→ DOCUMENT PASSAGE
## begin

On our return from a weekend on the Med attending to the various geriatric inanities of the in-laws - hereinafter referred to as the Shuffle Demons - we arrived home to find ourselves electronically accosted by lots of very ugly economic predictions, and went to bed half way between depressed and pissed off. The point is we're getting right tired of hearing how bad it's going to be in the future from the same flotilla of economists that couldn't find it, with the rare exception, within the grasp of their shamanistic powers to bless us with such a bold prediction in, say, 2007, or 6 or 5, when the groundwork for the present was being irrevocably laid. But no matter. The easiest route to becoming an acclaimed clairvoyant, as any punter knows, is to light up a big jimson weed blunt and go with the flow.Our malaise, unfortunately, continues unabated through today as the morning read included five economists touting four distinct remedies and proliferating several dozen criticisms of the cures proposed by others of their caste. Let's add it up. Predictive powers beyond continuation of trend - nearly nil. Remedial powers beyond million-monkey probabilities - well, some 'school' will eventually be declared (at least by themselves) to have done the trick after time itself has done all the heavy lifting.

## end

→ TASK
In the passage about economic predictions, what nickname does the writer give the in-laws?

→ COLLECTED MATERIAL
## begin

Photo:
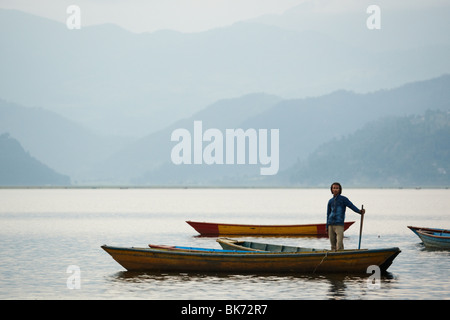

## end

→ SOLUTION TO THE EXERCISE
The Shuffle Demons.